_DOCUMENT SECTION_:
----

You are viewing a plain text version of this content. The canonical link for it is here.
Posted to user@ignite.apache.org by Banias H <ba...@gmail.com> on 2019/05/16 20:40:53 UTC

count not updated through SQL using DataStreamer

Hello Ignite experts,

I am very new to Ignite. I am trying to ingest 15M rows of data using
DataStreamer into a table in a two-node Ignite cluster (v2.7) but run into
problems of not getting the data through running SQL on DBeaver.

Here is the list of steps I took:

1. Start up two nodes using the following xml.

<?xml version="1.0" encoding="UTF-8"?>
<beans xmlns="http://www.springframework.org/schema/beans"
       xmlns:xsi="http://www.w3.org/2001/XMLSchema-instance"
       xsi:schemaLocation="
       http://www.springframework.org/schema/beans
       http://www.springframework.org/schema/beans/spring-beans.xsd">
  <bean class="org.apache.ignite.configuration.IgniteConfiguration">
    <!-- Enabling Apache Ignite native persistence. -->
    <property name="dataStorageConfiguration">
      <bean
class="org.apache.ignite.configuration.DataStorageConfiguration">
        <property name="defaultDataRegionConfiguration">
          <bean
class="org.apache.ignite.configuration.DataRegionConfiguration">
            <property name="persistenceEnabled" value="true"/>
          </bean>
        </property>
      </bean>
    </property>
    <property name="discoverySpi">
      <bean class="org.apache.ignite.spi.discovery.tcp.TcpDiscoverySpi">
        <property name="ipFinder">
          <bean
class="org.apache.ignite.spi.discovery.tcp.ipfinder.vm.TcpDiscoveryVmIpFinder">
            <property name="addresses">
              <list>
                <value>IP1</value>
                <value>IP2</value>
              </list>
            </property>
          </bean>
        </property>
      </bean>
    </property>
    <property name="cacheConfiguration">
      <bean class="org.apache.ignite.configuration.CacheConfiguration">
        <property name="name" value="FOO"/>
        <property name="cacheMode" value="PARTITIONED"/>
        <property name="backups" value="0"/>
      </bean>
    </property>
  </bean>
</beans>

2. Use python thin client to get the cache SQL_PUBLIC_FOO and insert ten
row of data. After this step, both thin client and DBeaver SQL client
report the same count:

- thin client:

nodes = [
    (IP1, 10800),
    (IP2, 10800),
]
client = Client()

----

_GIVEN RECORDS_:
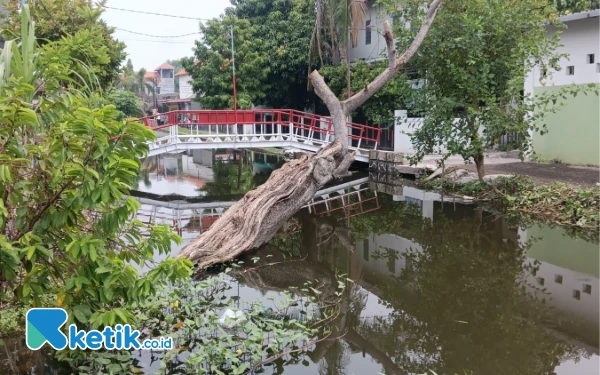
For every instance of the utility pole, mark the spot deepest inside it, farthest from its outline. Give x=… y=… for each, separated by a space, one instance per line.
x=234 y=81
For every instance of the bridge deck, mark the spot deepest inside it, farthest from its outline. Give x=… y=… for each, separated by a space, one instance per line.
x=179 y=131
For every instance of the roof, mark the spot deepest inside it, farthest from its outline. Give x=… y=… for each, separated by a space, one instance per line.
x=165 y=66
x=580 y=15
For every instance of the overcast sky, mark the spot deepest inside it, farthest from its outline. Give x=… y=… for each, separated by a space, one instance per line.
x=148 y=52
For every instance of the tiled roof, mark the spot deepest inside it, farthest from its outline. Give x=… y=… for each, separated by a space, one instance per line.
x=182 y=72
x=165 y=66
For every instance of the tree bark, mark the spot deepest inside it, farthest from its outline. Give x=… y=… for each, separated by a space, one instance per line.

----

_PARTS OF THE EXERCISE_:
**A.** In the Ignite forum post, shorten the paragraph that begins "I am very new to Ignite" into a bulleted list that keeps its main facts.
**B.** Pick up the Ignite forum post at the point where it stops and keep writing.
The records aren't needed here.

_ANSWER LIST_:
**A.**
- The poster is new to Ignite.
- They are using DataStreamer to load 15M rows into a table on a two-node Ignite cluster (v2.7).
- When they run SQL in DBeaver, the data doesn't come back.

**B.**
client.connect(nodes)
cache = client.get_cache("SQL_PUBLIC_FOO")
print(cache.get_size())

returns 10

- SQL through DBeaver

SELECT COUNT(*) FROM FOO

returns 10

3. However when I tried using DataStreamer to ingest 100 rows into the
cache SQL_PUBLIC_FOO, only thin client showed new count value and SQL
returned old count value:

- ingesting through DataStreamer
//I ran the jar on one of the Ignite nodes
String CONFIG_FILE = <path to the xml file shown above>;
Ignition.setClientMode(true);
Ignite ignite = Ignition.start(CONFIG_FILE);
IgniteDataStreamer<Integer, String> stmr =
ignite.dataStreamer("SQL_PUBLIC_FOO");
stmr.addData(rowCount, value);

- thin client:

nodes = [
    (IP1, 10800),
    (IP2, 10800),
]
client = Client()
client.connect(nodes)
cache = client.get_cache("SQL_PUBLIC_FOO")
cache.get_size()

returns 110

- SQL through DBeaver

SELECT COUNT(*) FROM FOO

returns 10

Would anyone shed some lights on what I did wrong? I would love to use
DataStreamer to put much more data into the cache so that I would wan to be
able to query them through SQL.

Thanks for the help. I appreciate it.

Regards,
Calvin

Re: count not updated through SQL using DataStreamer

Posted by Ivan Pavlukhina <vo...@gmail.com>.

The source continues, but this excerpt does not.